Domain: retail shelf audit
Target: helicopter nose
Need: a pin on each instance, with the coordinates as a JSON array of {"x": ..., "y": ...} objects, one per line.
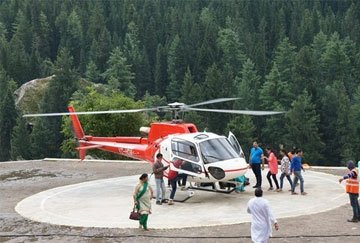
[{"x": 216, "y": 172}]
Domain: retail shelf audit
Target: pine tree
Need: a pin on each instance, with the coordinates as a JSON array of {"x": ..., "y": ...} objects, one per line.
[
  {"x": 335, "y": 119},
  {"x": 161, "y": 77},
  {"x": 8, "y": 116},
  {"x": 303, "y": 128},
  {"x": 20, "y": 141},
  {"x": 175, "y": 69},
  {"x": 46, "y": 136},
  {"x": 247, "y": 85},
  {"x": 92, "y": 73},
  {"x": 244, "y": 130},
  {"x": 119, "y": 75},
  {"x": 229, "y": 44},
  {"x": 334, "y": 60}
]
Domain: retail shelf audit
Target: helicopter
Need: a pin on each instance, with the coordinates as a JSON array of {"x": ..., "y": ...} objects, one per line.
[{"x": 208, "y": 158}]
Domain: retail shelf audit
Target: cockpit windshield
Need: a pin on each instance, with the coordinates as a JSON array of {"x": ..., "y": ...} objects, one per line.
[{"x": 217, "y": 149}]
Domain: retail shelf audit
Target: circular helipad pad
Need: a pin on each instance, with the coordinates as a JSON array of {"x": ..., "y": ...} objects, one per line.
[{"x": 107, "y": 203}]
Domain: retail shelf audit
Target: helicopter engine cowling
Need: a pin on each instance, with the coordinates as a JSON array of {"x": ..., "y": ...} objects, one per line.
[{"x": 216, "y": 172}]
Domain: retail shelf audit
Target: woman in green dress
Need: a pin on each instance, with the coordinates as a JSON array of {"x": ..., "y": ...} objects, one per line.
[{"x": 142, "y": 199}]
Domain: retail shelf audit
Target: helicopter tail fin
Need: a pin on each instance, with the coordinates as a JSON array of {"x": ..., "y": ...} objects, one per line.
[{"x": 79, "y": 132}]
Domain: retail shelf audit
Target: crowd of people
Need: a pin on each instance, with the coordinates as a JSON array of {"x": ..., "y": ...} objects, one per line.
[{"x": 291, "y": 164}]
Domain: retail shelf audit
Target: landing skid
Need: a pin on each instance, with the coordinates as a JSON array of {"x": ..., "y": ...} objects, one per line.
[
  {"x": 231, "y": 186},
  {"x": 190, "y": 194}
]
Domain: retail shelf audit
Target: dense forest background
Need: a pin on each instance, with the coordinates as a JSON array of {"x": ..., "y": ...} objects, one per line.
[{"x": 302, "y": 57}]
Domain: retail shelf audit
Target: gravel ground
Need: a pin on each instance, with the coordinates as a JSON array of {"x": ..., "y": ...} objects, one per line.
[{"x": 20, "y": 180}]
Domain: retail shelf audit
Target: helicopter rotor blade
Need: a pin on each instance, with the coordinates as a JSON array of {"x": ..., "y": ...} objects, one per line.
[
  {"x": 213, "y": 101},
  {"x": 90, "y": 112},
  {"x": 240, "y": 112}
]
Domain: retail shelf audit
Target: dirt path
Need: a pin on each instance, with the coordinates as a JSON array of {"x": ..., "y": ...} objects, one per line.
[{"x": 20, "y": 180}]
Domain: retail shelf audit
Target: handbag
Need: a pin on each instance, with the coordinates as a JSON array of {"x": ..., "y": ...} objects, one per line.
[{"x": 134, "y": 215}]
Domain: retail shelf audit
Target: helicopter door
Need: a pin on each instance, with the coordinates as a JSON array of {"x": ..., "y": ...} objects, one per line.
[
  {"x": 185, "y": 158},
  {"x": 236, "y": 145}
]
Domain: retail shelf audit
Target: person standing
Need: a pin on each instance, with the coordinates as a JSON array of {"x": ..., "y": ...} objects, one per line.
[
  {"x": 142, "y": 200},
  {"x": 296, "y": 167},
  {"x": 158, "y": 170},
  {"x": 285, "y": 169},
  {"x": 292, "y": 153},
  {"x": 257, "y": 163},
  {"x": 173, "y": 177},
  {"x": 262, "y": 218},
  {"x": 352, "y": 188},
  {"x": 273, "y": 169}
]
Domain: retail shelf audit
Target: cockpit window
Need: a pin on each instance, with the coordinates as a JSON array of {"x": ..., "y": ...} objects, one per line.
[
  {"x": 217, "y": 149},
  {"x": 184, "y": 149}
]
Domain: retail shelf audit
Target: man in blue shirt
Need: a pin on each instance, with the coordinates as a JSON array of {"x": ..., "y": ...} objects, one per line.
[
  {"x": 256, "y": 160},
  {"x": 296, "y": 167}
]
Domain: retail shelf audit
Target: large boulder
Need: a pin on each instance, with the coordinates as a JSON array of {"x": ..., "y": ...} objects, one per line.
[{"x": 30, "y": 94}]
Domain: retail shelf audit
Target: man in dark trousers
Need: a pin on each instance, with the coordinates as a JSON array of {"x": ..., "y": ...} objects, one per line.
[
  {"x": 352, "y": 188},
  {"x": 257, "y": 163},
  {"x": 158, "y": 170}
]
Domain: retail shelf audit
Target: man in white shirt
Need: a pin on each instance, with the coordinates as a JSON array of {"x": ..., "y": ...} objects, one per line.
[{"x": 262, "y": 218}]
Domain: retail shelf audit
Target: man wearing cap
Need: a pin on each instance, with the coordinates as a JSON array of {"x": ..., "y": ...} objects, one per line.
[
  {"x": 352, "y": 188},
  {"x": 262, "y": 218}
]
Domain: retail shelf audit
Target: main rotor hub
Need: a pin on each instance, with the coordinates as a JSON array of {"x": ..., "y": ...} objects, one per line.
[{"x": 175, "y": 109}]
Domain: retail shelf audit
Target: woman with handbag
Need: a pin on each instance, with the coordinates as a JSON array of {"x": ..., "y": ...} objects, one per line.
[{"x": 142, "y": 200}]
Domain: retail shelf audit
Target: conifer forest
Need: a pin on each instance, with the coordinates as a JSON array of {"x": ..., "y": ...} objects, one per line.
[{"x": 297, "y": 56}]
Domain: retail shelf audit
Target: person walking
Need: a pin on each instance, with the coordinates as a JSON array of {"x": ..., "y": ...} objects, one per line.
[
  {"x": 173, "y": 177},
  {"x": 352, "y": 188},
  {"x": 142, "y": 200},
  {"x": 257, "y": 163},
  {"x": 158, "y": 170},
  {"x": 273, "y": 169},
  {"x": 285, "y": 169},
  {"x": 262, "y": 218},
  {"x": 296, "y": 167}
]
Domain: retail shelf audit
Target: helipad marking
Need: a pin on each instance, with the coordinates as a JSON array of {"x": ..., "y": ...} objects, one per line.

....................

▶ _GIVEN EXERCISE_: Copy out all the data exactly; skip the pictures.

▶ _THE ANSWER_:
Domain: retail shelf audit
Target: helicopter nose
Need: a pin on each instance, with the coordinates as a JSON array of {"x": ..., "y": ...} objects, one per line.
[{"x": 216, "y": 172}]
Domain: retail shelf audit
Target: pine tree
Need: a pin on each instance, with the coordinates as a JSON array of {"x": ..., "y": ...} objects, one per line.
[
  {"x": 335, "y": 119},
  {"x": 161, "y": 77},
  {"x": 8, "y": 116},
  {"x": 303, "y": 128},
  {"x": 20, "y": 141},
  {"x": 175, "y": 69},
  {"x": 46, "y": 136},
  {"x": 247, "y": 85},
  {"x": 92, "y": 73},
  {"x": 244, "y": 130},
  {"x": 119, "y": 75},
  {"x": 229, "y": 44},
  {"x": 334, "y": 60}
]
Domain: retail shelf audit
Target: helicopter
Need: a pin on each instance, with the coordinates as a JSON array of {"x": ..., "y": ...} objects, one per line.
[{"x": 208, "y": 158}]
Domain: retail shelf audit
Target: cockpit windshield
Need: a pin on each instance, with the coordinates as a JSON array of {"x": ..., "y": ...} objects, one per line.
[{"x": 217, "y": 149}]
Domain: retail shelf audit
Target: circular helipad pad
Need: a pin on each instance, with the coordinates as a JSON array of {"x": ..., "y": ...} objects, one per line.
[{"x": 107, "y": 203}]
Domain: retail shelf audit
Target: helicopter engine cowling
Need: a pin on each instance, with the coordinates as a JSON array of {"x": ..., "y": ...} objects, one per line.
[{"x": 216, "y": 172}]
Domain: retail shelf audit
Target: woman in green dress
Need: a pin on each instance, with the coordinates as a JSON array of {"x": ..., "y": ...} objects, one per line.
[{"x": 142, "y": 199}]
Domain: retail shelf audit
Target: helicopter tail fin
Need: a pin on each instance, with the coordinates as a JSON array of {"x": ..., "y": ...} objects, one per line.
[{"x": 79, "y": 132}]
Domain: retail shelf audit
Target: crowd of people
Need: a pin on each instance, with the coordinates as a JSON array of {"x": ..., "y": ...} objects, one per line.
[{"x": 291, "y": 164}]
Domain: retail shelf audit
Target: landing skid
Need: a pin on each instance, with the coordinates as a JSON array of {"x": ..., "y": ...} objects, one per line.
[
  {"x": 231, "y": 186},
  {"x": 190, "y": 194}
]
Domain: retail shelf audit
Target: dense forest background
Need: a pin on each instance, with the coordinates as a JSON array of {"x": ..., "y": ...} objects, one per line.
[{"x": 302, "y": 57}]
Domain: retail shelf audit
Target: gravel ground
Need: a pin on each instance, with the coordinates as a JSON array of {"x": ..., "y": ...} objects, one per line.
[{"x": 20, "y": 180}]
Domain: retail shelf audit
Target: helicopter rotor blade
Need: a pin on each instance, with the coordinates as a JSON array of {"x": ..., "y": ...} objects, one per line.
[
  {"x": 213, "y": 101},
  {"x": 90, "y": 112},
  {"x": 240, "y": 112}
]
Domain: retail shelf audit
Target: dirt path
Need: a pin on each instance, with the coordinates as a JSON array of {"x": ..., "y": ...} objects, one per line.
[{"x": 20, "y": 180}]
Domain: retail shelf audit
Target: handbag
Need: a pin on each instance, with the coordinates as a JSON array of {"x": ..., "y": ...} objects, one per line.
[{"x": 134, "y": 215}]
Domain: retail shelf audit
Target: helicopter door
Need: a pin on each instance, with the coordinates as a JSON array of {"x": ..., "y": ...} objects, one per line.
[
  {"x": 185, "y": 158},
  {"x": 236, "y": 145}
]
Domain: retail shelf audit
Target: person standing
Need: a pin on each instance, with the coordinates as a JSON array of {"x": ..., "y": ...} objects, one per line.
[
  {"x": 142, "y": 200},
  {"x": 296, "y": 167},
  {"x": 158, "y": 170},
  {"x": 285, "y": 169},
  {"x": 292, "y": 153},
  {"x": 257, "y": 163},
  {"x": 173, "y": 177},
  {"x": 262, "y": 218},
  {"x": 352, "y": 188},
  {"x": 273, "y": 169}
]
Domain: retail shelf audit
Target: cockpit window
Need: a pin on each instance, with the coordinates as a JSON array of {"x": ..., "y": ...} objects, one per line.
[
  {"x": 217, "y": 149},
  {"x": 184, "y": 149}
]
Domain: retail shelf audit
Target: man in blue shirt
Need: a pin on each instance, with the coordinates as a JSON array of {"x": ..., "y": ...} objects, one per line.
[
  {"x": 256, "y": 160},
  {"x": 296, "y": 167}
]
Domain: retail shelf audit
Target: large boulder
Need: a pin on each instance, with the coordinates as a JSON array of {"x": ..., "y": ...} objects, one per line.
[{"x": 30, "y": 94}]
Domain: retail shelf audit
Target: man in dark trousers
Need: a pin on each instance, with the coordinates as a JSON array of {"x": ..., "y": ...} objects, one per line.
[
  {"x": 352, "y": 188},
  {"x": 257, "y": 163},
  {"x": 158, "y": 170}
]
Domain: retail shelf audit
Target: man in white shirt
Need: a pin on each instance, with the coordinates as a JSON array of {"x": ..., "y": ...} objects, one per line.
[{"x": 262, "y": 218}]
Domain: retail shelf audit
Target: man wearing cap
Need: a pin on each instance, with the coordinates as a JSON array of {"x": ..., "y": ...} objects, one per line.
[
  {"x": 352, "y": 188},
  {"x": 262, "y": 218}
]
Domain: retail shelf audit
Target: main rotor hub
Need: a pin on each instance, with the coordinates as a JSON array of {"x": ..., "y": ...} objects, one per line.
[{"x": 175, "y": 109}]
Domain: retail shelf audit
Target: woman with handbag
Need: a pin on each instance, with the coordinates as a JSON array of {"x": ..., "y": ...} objects, one per line.
[{"x": 142, "y": 200}]
Domain: retail shelf audit
Target: conifer forest
Need: a pin on each instance, with the coordinates as a JSON array of {"x": ..., "y": ...} objects, one per line.
[{"x": 297, "y": 56}]
Domain: retail shelf audit
Target: person walking
Need: a pin on each instance, with the coordinates as a JSON array of {"x": ..., "y": ...} objects, one per line.
[
  {"x": 173, "y": 177},
  {"x": 352, "y": 188},
  {"x": 142, "y": 200},
  {"x": 257, "y": 163},
  {"x": 158, "y": 170},
  {"x": 273, "y": 169},
  {"x": 285, "y": 169},
  {"x": 262, "y": 218},
  {"x": 296, "y": 167}
]
Domain: retail shelf audit
Target: helipad marking
Need: a pin on each instance, with the coordinates as a JSON array of {"x": ..., "y": ...} objects, one per line.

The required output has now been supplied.